**DATA SHOWN:**
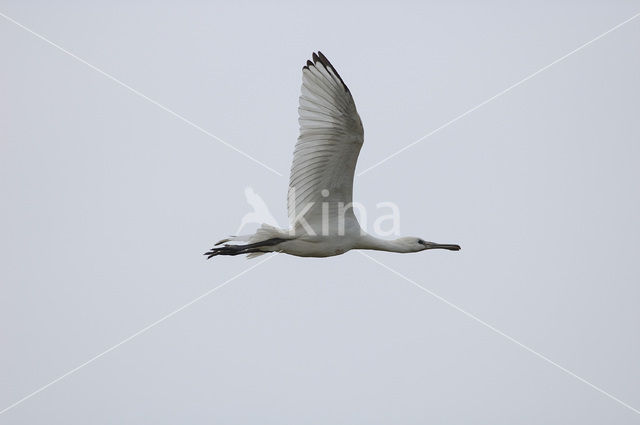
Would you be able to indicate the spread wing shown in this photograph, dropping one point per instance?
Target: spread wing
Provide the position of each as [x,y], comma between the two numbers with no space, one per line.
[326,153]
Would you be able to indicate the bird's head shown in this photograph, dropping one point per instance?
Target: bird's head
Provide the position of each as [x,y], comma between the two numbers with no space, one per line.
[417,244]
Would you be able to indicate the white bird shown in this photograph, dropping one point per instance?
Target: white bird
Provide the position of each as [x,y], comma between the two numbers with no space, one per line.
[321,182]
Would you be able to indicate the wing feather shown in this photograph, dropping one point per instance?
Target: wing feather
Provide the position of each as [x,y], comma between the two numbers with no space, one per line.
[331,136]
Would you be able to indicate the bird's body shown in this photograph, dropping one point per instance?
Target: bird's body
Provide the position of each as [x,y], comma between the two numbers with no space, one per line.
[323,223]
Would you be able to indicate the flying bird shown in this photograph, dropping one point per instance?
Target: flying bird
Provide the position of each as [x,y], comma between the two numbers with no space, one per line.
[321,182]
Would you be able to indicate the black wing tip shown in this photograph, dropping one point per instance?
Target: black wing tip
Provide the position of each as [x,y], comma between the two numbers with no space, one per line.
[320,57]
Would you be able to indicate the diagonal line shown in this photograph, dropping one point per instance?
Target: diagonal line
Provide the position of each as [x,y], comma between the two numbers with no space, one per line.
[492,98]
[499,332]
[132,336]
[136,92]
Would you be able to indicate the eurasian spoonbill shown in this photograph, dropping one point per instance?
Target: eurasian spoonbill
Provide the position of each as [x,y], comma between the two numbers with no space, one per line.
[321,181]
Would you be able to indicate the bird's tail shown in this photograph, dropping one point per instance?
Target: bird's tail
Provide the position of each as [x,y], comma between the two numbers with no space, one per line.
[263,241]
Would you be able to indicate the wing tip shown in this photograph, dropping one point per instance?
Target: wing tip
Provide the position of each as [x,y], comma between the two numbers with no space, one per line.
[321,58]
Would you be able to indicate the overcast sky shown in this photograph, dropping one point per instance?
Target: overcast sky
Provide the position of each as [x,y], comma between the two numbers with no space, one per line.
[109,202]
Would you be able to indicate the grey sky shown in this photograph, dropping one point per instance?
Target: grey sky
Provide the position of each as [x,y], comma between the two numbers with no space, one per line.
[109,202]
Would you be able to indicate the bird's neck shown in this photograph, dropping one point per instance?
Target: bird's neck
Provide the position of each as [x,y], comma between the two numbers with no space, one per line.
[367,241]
==
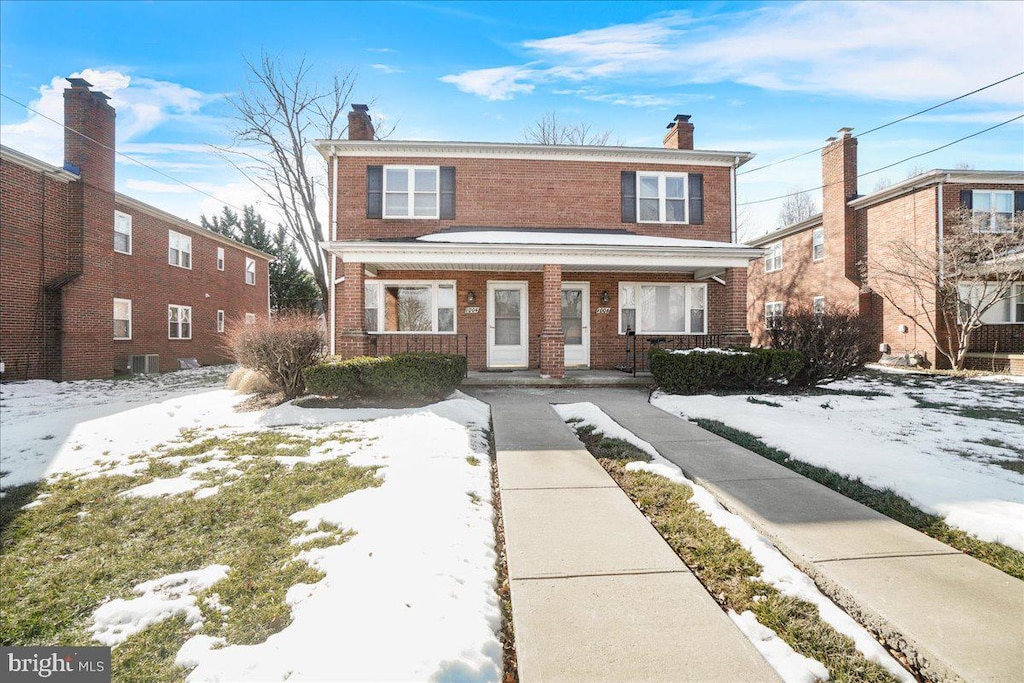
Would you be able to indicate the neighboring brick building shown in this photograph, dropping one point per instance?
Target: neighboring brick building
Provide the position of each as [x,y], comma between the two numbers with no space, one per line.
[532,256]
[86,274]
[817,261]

**WORK TO BE COMPLETED:**
Which lines in the entries above contain the string "wing"? Return each such line in full, treating uppercase and lowercase as different.

**SOLUTION TO THE EXERCISE:**
Would you be able to indicate the spread wing shown in this photograph, dropping one point per instance?
Target: spread wing
Would you be able to indicate the wing feather shown in this photograph, dropping one point per instance?
Target: wing feather
Would you be able to indicate the black wing tip shown in this photograph, dropping one point per instance?
Target: black wing tip
Would you be able to indicate the wing tip shown in this photograph, dropping one point per instance?
Target: wing tip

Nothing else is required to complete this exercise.